Please copy out the material below with "marker" changed to "pin" wherever it occurs, keeping everything else the same. Omit the pictures from your copy.
======== DATA FOR PROCESSING ========
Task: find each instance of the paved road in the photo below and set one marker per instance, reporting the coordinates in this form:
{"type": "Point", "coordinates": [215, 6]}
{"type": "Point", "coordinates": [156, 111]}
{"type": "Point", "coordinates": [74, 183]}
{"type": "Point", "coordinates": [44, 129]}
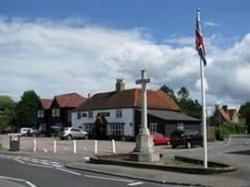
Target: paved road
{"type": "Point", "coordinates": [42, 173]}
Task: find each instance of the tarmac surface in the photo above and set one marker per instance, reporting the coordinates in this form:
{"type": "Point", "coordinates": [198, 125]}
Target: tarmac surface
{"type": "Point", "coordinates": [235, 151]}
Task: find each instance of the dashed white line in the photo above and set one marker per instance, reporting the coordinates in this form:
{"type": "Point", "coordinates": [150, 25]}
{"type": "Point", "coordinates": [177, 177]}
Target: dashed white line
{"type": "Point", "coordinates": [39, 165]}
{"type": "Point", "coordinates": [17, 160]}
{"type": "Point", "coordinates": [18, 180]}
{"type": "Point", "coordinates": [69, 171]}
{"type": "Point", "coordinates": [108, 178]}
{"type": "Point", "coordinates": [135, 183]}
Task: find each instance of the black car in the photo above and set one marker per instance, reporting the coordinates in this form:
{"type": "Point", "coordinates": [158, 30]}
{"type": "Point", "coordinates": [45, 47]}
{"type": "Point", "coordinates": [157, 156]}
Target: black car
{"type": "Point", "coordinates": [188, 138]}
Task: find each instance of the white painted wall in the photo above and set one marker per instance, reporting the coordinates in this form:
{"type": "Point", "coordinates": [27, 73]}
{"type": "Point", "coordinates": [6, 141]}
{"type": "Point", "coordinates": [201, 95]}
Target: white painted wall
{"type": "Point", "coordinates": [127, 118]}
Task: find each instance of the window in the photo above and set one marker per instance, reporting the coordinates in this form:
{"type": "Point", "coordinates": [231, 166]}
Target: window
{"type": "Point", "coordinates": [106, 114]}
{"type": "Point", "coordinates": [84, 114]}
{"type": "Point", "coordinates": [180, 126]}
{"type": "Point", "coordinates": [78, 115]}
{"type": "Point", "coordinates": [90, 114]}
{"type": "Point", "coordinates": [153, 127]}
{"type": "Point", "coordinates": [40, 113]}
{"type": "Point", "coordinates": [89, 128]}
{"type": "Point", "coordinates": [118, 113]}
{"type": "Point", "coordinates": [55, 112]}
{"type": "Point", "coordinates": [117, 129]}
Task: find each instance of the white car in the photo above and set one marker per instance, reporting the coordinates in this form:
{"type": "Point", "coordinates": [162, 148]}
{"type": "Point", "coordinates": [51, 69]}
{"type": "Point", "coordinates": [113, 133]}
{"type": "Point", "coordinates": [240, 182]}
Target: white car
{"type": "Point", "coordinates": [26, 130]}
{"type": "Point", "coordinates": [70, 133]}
========
■ **SOLUTION**:
Task: find each instance of the paved road in the photo below and set one pin per instance, reporting the coordinates in this form:
{"type": "Point", "coordinates": [215, 6]}
{"type": "Point", "coordinates": [156, 111]}
{"type": "Point", "coordinates": [74, 183]}
{"type": "Point", "coordinates": [44, 129]}
Target: paved road
{"type": "Point", "coordinates": [42, 173]}
Task: find each instance of the tarmac surface in the photo above and set one pin per instance, reporting the coordinates in this form:
{"type": "Point", "coordinates": [198, 125]}
Target: tarmac surface
{"type": "Point", "coordinates": [235, 151]}
Task: find each instance of the dashed white line in the photo above and set one pin per instance, reporting the coordinates in this form:
{"type": "Point", "coordinates": [150, 25]}
{"type": "Point", "coordinates": [177, 177]}
Target: dashed white line
{"type": "Point", "coordinates": [39, 165]}
{"type": "Point", "coordinates": [17, 160]}
{"type": "Point", "coordinates": [18, 180]}
{"type": "Point", "coordinates": [69, 171]}
{"type": "Point", "coordinates": [108, 178]}
{"type": "Point", "coordinates": [135, 183]}
Task: find each instance of the black car in the photo above and set one pin per instance, reporting the coordinates in this form:
{"type": "Point", "coordinates": [158, 30]}
{"type": "Point", "coordinates": [45, 47]}
{"type": "Point", "coordinates": [157, 156]}
Target: black car
{"type": "Point", "coordinates": [188, 138]}
Task: find each instance of the white painted wall in the photo above and set one pin per instance, reporting the coordinates in this form:
{"type": "Point", "coordinates": [27, 73]}
{"type": "Point", "coordinates": [6, 141]}
{"type": "Point", "coordinates": [201, 95]}
Target: white painted wall
{"type": "Point", "coordinates": [127, 118]}
Task: find each instance of the window in the photo above and set one pin per instance, reporting the coordinates in this form:
{"type": "Point", "coordinates": [231, 166]}
Target: window
{"type": "Point", "coordinates": [106, 114]}
{"type": "Point", "coordinates": [84, 114]}
{"type": "Point", "coordinates": [180, 126]}
{"type": "Point", "coordinates": [78, 115]}
{"type": "Point", "coordinates": [90, 114]}
{"type": "Point", "coordinates": [153, 127]}
{"type": "Point", "coordinates": [40, 113]}
{"type": "Point", "coordinates": [89, 128]}
{"type": "Point", "coordinates": [118, 113]}
{"type": "Point", "coordinates": [55, 112]}
{"type": "Point", "coordinates": [117, 129]}
Task: find each instance of the white car in the photo above and set one pin per instance, reporting the coordinates in this form:
{"type": "Point", "coordinates": [162, 148]}
{"type": "Point", "coordinates": [51, 69]}
{"type": "Point", "coordinates": [113, 133]}
{"type": "Point", "coordinates": [240, 182]}
Target: white car
{"type": "Point", "coordinates": [26, 130]}
{"type": "Point", "coordinates": [70, 133]}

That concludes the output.